§ **PROBLEM DESCRIPTION**
Quote the review of the dance book verbatim, beginning with the words "Christensen and Chang met" and stopping after "woman with cancer.".

By Wanda Deschamps October 25, 2021
Dancing is the Best Medicine: The Science of How Moving to a Beat Is Good for Body, Brain, and Soul, Julia F. Christensen and Dong-Seon Chang, Greystone, October 26, 2021, 328 pp., $24.70
Have you been doing your dancing in ballrooms or at raves, clubs, and parties?
If so, Dancing Is the Best Medicine will open your mind to new ways of thinking. Julia F. Christensen and Dong-Seon Chang – two neuroscientists and competitive dancers – have co-authored a book they describe as “The Science of How Moving to a Beat Is Good for Body, Brain and Soul.”
Dance, as it turns out, has a lot to do with science.
And Dancing is the Best Medicine answers the questions “What happens in our brains when we dance, and why does it make us so happy? Can dance increase our health and well-being? Make us smarter? Help us make new friends?”
Christensen and Chang met at an annual conference in Greece focused on ‘the human social brain’ and numerous recollections of that period serve as a basis for the content.
Written in a fun and informative way, Christensen and Chang, both PhDs, assert the health benefits of dance and link it to positive effects for those with a range of conditions and diseases. It includes a series of personal anecdotes from the authors’ own personal health challenges, from the perspective of a four-year-old autistic boy, and a woman with cancer.
“… the nerve cells in our brain responsible for listening and controlling movements are linked. Sounds from our environment enter our ears and travel as nerve impulses for movement straight into our legs.”
They explore the connections between dance and science from biology to psychology to neurology. Its anthropological and historical dimensions are studied from evolutionto cultural and art.
“Prehistoric humans danced in times of mourning and in times of joy; they danced to conjure rain, to appease the gods, and to stoke their rage towards their enemies. We can see how important dancing was to our ancestors when we look at their rock paintings – Stone Age graffiti, if you like. Four topics are regularly represented: animal and hunting scenes, family and property depictions, sexual behaviors – and dancing.”
The authors say dance was a means of exerting control over the mysteries of their everyday lives … to give themselves a sense of control, and the feeling that they were able to do something to secure their tribe’s survival for early Indigenous peoples.
The fundamental point is that dancing is good for you—any day.

§ **INFORMATION SUPPLIED**
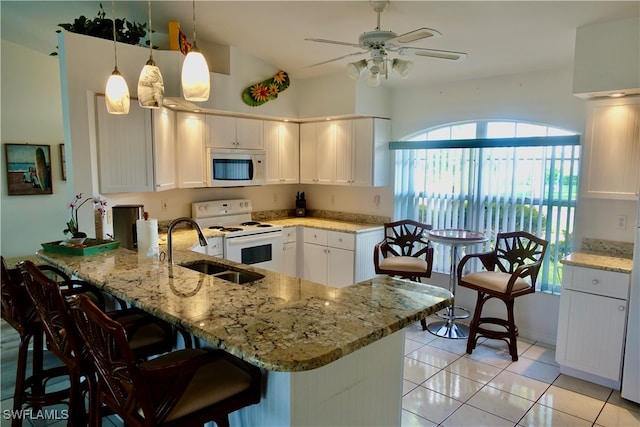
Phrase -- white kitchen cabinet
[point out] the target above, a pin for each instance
(290, 248)
(234, 132)
(125, 149)
(190, 151)
(345, 152)
(611, 152)
(164, 149)
(592, 324)
(317, 153)
(338, 258)
(282, 145)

§ **THE ANSWER**
Christensen and Chang met at an annual conference in Greece focused on ‘the human social brain’ and numerous recollections of that period serve as a basis for the content.
Written in a fun and informative way, Christensen and Chang, both PhDs, assert the health benefits of dance and link it to positive effects for those with a range of conditions and diseases. It includes a series of personal anecdotes from the authors’ own personal health challenges, from the perspective of a four-year-old autistic boy, and a woman with cancer.